• _Task requirements_
If a line in the entries below includes "like", show that line.

# # # # # # #

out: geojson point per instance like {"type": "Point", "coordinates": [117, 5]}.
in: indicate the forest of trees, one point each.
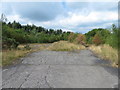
{"type": "Point", "coordinates": [103, 36]}
{"type": "Point", "coordinates": [14, 34]}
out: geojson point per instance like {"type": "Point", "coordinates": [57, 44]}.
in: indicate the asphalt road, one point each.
{"type": "Point", "coordinates": [51, 69]}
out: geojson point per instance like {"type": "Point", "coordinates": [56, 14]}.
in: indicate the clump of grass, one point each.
{"type": "Point", "coordinates": [65, 46]}
{"type": "Point", "coordinates": [10, 56]}
{"type": "Point", "coordinates": [106, 52]}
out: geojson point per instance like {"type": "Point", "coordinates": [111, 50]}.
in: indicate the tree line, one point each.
{"type": "Point", "coordinates": [14, 34]}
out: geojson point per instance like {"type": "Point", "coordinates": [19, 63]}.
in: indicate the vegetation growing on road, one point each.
{"type": "Point", "coordinates": [10, 56]}
{"type": "Point", "coordinates": [106, 52]}
{"type": "Point", "coordinates": [103, 41]}
{"type": "Point", "coordinates": [65, 46]}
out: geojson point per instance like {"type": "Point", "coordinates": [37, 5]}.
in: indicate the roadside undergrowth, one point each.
{"type": "Point", "coordinates": [106, 52]}
{"type": "Point", "coordinates": [65, 46]}
{"type": "Point", "coordinates": [10, 56]}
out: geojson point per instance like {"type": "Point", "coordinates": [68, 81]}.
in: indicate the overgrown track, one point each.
{"type": "Point", "coordinates": [51, 69]}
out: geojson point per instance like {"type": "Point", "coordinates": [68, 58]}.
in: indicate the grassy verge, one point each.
{"type": "Point", "coordinates": [106, 52]}
{"type": "Point", "coordinates": [65, 46]}
{"type": "Point", "coordinates": [10, 56]}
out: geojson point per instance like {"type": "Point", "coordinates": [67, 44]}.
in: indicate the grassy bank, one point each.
{"type": "Point", "coordinates": [106, 52]}
{"type": "Point", "coordinates": [65, 46]}
{"type": "Point", "coordinates": [10, 56]}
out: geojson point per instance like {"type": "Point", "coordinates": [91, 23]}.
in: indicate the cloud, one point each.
{"type": "Point", "coordinates": [71, 16]}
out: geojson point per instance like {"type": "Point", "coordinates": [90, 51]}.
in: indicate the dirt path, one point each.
{"type": "Point", "coordinates": [51, 69]}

# # # # # # #

• _Solution to this problem_
out: geojson point per instance like {"type": "Point", "coordinates": [117, 5]}.
out: geojson point per instance like {"type": "Point", "coordinates": [57, 44]}.
out: geojson point per instance like {"type": "Point", "coordinates": [56, 14]}.
out: geojson point per instance like {"type": "Point", "coordinates": [111, 50]}.
out: geojson point per instance like {"type": "Point", "coordinates": [19, 63]}.
out: geojson point per instance like {"type": "Point", "coordinates": [37, 5]}.
out: geojson point per instance like {"type": "Point", "coordinates": [68, 81]}.
out: geojson point per instance like {"type": "Point", "coordinates": [68, 58]}.
out: geojson point per instance like {"type": "Point", "coordinates": [67, 44]}.
out: geojson point per instance like {"type": "Point", "coordinates": [91, 23]}.
out: geojson point per instance like {"type": "Point", "coordinates": [90, 51]}.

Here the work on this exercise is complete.